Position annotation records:
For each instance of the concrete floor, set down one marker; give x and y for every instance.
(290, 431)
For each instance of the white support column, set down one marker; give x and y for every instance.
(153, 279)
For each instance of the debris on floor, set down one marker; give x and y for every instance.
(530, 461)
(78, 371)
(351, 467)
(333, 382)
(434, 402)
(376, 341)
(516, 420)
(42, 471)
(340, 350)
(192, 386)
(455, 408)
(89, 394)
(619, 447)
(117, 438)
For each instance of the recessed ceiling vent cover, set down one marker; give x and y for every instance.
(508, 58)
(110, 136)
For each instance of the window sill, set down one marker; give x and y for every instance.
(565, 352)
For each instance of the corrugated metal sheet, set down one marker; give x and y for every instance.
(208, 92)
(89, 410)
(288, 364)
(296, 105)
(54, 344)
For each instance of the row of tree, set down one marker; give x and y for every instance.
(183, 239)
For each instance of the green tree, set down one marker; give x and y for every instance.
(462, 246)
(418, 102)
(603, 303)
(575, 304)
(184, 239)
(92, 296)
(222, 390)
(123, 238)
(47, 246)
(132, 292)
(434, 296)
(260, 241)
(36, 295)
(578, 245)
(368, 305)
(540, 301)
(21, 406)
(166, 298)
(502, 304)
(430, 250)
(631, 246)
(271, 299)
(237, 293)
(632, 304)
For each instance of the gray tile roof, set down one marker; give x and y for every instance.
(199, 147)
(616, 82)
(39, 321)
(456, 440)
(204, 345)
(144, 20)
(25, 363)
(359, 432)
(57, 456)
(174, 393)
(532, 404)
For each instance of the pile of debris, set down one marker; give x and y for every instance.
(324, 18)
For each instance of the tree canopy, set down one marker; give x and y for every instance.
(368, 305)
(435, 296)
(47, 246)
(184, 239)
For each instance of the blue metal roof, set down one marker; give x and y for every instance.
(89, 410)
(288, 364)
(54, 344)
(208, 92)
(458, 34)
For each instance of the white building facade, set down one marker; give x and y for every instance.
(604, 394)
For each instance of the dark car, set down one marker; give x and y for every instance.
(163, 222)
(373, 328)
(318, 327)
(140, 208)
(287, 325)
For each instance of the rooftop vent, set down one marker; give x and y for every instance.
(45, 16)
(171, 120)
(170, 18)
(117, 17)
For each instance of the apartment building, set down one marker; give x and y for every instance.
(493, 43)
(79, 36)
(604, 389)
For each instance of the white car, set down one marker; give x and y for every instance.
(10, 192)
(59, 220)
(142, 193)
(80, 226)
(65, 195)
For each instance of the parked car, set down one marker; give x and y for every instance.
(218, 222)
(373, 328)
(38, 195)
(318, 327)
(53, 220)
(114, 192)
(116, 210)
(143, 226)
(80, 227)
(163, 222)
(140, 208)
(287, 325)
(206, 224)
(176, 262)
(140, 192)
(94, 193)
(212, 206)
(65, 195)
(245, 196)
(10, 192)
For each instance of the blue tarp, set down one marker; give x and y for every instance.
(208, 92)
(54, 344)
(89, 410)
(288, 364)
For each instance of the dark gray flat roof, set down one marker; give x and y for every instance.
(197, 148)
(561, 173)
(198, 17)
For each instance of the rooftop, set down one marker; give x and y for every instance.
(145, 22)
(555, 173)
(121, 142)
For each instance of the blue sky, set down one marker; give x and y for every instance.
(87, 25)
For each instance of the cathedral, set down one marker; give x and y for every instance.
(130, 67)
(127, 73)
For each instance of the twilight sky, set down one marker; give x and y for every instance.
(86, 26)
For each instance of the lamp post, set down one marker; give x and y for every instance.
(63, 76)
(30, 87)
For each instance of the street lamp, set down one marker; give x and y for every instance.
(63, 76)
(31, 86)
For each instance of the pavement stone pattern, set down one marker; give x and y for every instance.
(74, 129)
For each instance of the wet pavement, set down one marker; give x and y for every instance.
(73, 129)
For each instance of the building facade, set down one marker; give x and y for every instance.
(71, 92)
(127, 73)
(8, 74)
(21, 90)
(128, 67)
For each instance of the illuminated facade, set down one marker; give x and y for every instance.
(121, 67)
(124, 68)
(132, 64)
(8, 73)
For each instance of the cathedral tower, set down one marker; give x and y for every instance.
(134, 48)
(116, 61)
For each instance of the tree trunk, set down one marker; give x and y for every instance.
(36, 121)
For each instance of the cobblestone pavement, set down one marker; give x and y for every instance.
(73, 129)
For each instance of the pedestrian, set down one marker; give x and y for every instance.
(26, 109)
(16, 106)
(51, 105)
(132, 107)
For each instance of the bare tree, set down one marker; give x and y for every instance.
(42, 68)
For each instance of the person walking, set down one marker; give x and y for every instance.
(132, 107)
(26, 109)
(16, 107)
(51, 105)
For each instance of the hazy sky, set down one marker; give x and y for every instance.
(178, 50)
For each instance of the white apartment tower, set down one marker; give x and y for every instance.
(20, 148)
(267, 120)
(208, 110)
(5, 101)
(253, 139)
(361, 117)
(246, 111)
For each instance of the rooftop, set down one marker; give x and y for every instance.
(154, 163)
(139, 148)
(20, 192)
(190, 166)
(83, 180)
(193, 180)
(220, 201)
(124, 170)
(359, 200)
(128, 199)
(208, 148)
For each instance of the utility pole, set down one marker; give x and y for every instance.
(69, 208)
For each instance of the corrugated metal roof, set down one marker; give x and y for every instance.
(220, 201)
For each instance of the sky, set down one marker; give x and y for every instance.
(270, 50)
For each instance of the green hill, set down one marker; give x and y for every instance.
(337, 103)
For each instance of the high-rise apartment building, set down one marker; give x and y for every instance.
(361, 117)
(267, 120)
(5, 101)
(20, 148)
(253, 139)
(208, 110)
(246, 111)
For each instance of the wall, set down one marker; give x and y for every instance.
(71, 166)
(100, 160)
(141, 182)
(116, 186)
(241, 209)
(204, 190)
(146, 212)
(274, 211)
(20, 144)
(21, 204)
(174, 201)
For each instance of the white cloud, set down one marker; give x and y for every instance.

_SHORT EXERCISE_
Rewrite every one of the rows, swapping "set down one marker" for "place a single marker" wherever it occurs and leaving everything else unchanged.

_FINAL ANSWER_
For each instance of the concrete floor, place a single marker; give x and y for every instance.
(290, 431)
For each instance of the white support column, place a single marker; give x and y for every instance.
(153, 279)
For each instance of the debris on floor, place a single marker; give x and y for every instance.
(530, 461)
(78, 371)
(351, 467)
(333, 382)
(434, 402)
(376, 341)
(516, 420)
(42, 471)
(340, 350)
(192, 386)
(455, 408)
(89, 394)
(619, 447)
(117, 438)
For each instance of the recessed ceiling vent cover, place a single marker; give x and y for every instance.
(508, 58)
(110, 136)
For each instance of the window sill, place a single marker; give x and y for every instance.
(565, 352)
For each instance of the corrugated metal sheet, place a single marker; give x and y for every instance.
(208, 92)
(89, 410)
(288, 364)
(296, 105)
(54, 344)
For each instance of the row of tree, place a single marker; give x and y for every instance.
(183, 239)
For each instance of the green tree, place a single marker; give x and y for every instance.
(462, 246)
(418, 102)
(603, 303)
(575, 304)
(184, 239)
(92, 296)
(222, 390)
(123, 238)
(47, 246)
(132, 292)
(434, 296)
(260, 241)
(36, 295)
(578, 245)
(368, 305)
(540, 301)
(21, 406)
(166, 298)
(502, 304)
(430, 250)
(631, 246)
(271, 299)
(237, 293)
(632, 304)
For each instance of the gray tile roof, place a single marker; give x and y for every instance.
(199, 147)
(616, 82)
(39, 321)
(456, 440)
(204, 345)
(144, 20)
(25, 363)
(359, 432)
(57, 456)
(174, 393)
(532, 404)
For each instance of the pile of debris, place a single marker; give x and y for every instance.
(324, 18)
For each instance of the tree canopy, place a single marker; give x and y for every instance.
(368, 305)
(435, 296)
(47, 246)
(184, 239)
For each instance of the blue metal roof, place a single marker; give x and y for every instance.
(89, 410)
(288, 364)
(54, 344)
(208, 92)
(458, 34)
For each instance of the white building facade, place a single marker; give x and y for every instance.
(604, 394)
For each instance of the dark car, place a single marker; give x and y for every instance.
(163, 222)
(373, 328)
(318, 327)
(140, 208)
(287, 325)
For each instance of the rooftop vent, place a single marker; give x and y for every instance.
(45, 16)
(171, 120)
(170, 18)
(117, 17)
For each instance of the apartment building, place a single marker; give x and y for every instance.
(493, 43)
(79, 36)
(604, 389)
For each instance of the white car, place a single marker; give x and y for every instance.
(10, 192)
(59, 220)
(142, 193)
(80, 226)
(65, 195)
For each instance of the parked car, place a single marker; give x and y for every instance.
(218, 222)
(373, 328)
(38, 195)
(318, 327)
(53, 220)
(114, 192)
(116, 210)
(143, 226)
(80, 227)
(163, 222)
(140, 208)
(287, 325)
(206, 224)
(176, 262)
(140, 192)
(94, 193)
(212, 206)
(65, 195)
(245, 196)
(10, 192)
For each instance of the blue tarp, place a single marker; give x and y for every instance.
(208, 92)
(54, 344)
(89, 410)
(288, 364)
For each instance of the dark gray flat roof, place a single marker; give x and y for every instance.
(197, 148)
(561, 173)
(198, 17)
For each instance of the rooftop, place a single marker; give x and y for every instance.
(145, 22)
(555, 173)
(121, 142)
For each instance of the blue sky, place a single marker; give x and y for every instance.
(87, 25)
For each instance of the cathedral, place a single marker; give x and y for every instance.
(130, 67)
(127, 73)
For each instance of the twilight sky, place a single marker; give x and y for every instance.
(86, 26)
For each instance of the lamp post, place a single marker; give x and y for every instance.
(63, 76)
(30, 87)
For each instance of the street lamp, place a single marker; give x and y for every instance.
(63, 76)
(31, 86)
For each instance of the pavement stone pattern, place a single marker; give x and y for every instance.
(74, 129)
For each instance of the wet pavement, place a single marker; give x and y for every instance.
(73, 129)
For each instance of the building facade, place a single marker; give x and y for every instance.
(71, 92)
(127, 73)
(8, 74)
(21, 90)
(128, 67)
For each instance of the illuminated facade, place a single marker; give x and y for every instance.
(121, 67)
(124, 68)
(132, 64)
(8, 73)
For each instance of the cathedral tower, place a single marker; give x and y for every instance.
(134, 48)
(116, 61)
For each instance of the tree trunk, place a single marker; give x and y for every instance.
(36, 121)
For each instance of the cobblestone pavement, place a single marker; give x and y for every instance.
(73, 129)
For each instance of the pedestrian, place a single marker; give x and y for every instance.
(26, 109)
(16, 106)
(51, 105)
(132, 107)
For each instance of the bare tree, place a single marker; give x and y for every instance.
(42, 68)
For each instance of the person walking, place a single marker; give x and y for every instance.
(132, 107)
(26, 109)
(16, 107)
(51, 105)
For each instance of the hazy sky, place a single marker; give x and y for every instance.
(178, 50)
For each instance of the white apartment tower, place a single marker; give x and y for every instance.
(20, 148)
(267, 120)
(208, 110)
(5, 101)
(253, 139)
(361, 117)
(246, 111)
For each instance of the rooftop, place a single marker; give x and y for every instance.
(154, 163)
(139, 148)
(20, 192)
(190, 166)
(83, 180)
(193, 180)
(220, 201)
(124, 170)
(359, 200)
(128, 199)
(208, 148)
For each instance of the utility pole, place a single marker; give x and y for every instance.
(69, 208)
For each instance of the corrugated metal roof, place a single marker; give x and y for every instance.
(220, 201)
For each instance of the sky, place a single marker; give x and y for every instance.
(270, 50)
For each instance of the green hill, place a single marker; give x and y for every instance.
(337, 103)
For each instance of the high-rise apartment building, place a single marker; give x and y for every instance.
(361, 117)
(267, 120)
(5, 101)
(20, 148)
(253, 139)
(208, 110)
(246, 111)
For each instance of the wall, place a single marker; give x and y for every instance.
(71, 166)
(100, 160)
(141, 182)
(116, 186)
(241, 209)
(204, 190)
(146, 212)
(274, 211)
(20, 144)
(21, 204)
(174, 201)
For each instance of the white cloud, place a single marker; give x and y for every instance.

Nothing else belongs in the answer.